## EXERCISE DIRECTIONS
Count the lines in the data below that contain the word "every", treating uppercase and lowercase as different. Reply with the number alone.

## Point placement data
====================

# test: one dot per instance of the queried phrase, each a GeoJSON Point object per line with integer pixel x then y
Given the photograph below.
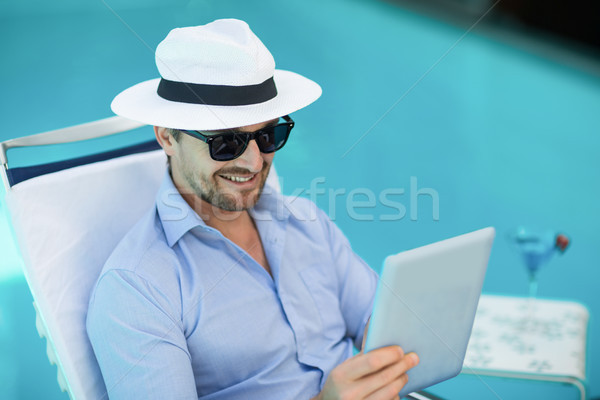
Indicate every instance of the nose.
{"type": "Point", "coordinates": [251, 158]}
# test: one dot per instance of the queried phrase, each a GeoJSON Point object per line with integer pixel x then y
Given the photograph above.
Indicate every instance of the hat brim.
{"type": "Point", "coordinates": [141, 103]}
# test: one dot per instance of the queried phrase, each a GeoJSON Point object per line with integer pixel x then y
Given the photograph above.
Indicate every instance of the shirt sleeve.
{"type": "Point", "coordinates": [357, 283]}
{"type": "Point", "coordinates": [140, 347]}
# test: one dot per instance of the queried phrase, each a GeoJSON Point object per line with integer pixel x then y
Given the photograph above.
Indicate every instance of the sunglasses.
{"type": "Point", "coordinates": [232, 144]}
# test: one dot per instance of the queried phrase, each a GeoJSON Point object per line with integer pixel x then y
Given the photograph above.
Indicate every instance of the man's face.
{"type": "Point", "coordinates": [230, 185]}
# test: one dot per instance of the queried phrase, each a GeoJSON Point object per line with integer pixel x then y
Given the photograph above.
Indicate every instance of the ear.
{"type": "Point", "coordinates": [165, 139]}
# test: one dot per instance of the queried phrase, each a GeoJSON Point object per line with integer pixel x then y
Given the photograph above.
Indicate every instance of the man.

====================

## ANSWER BELOW
7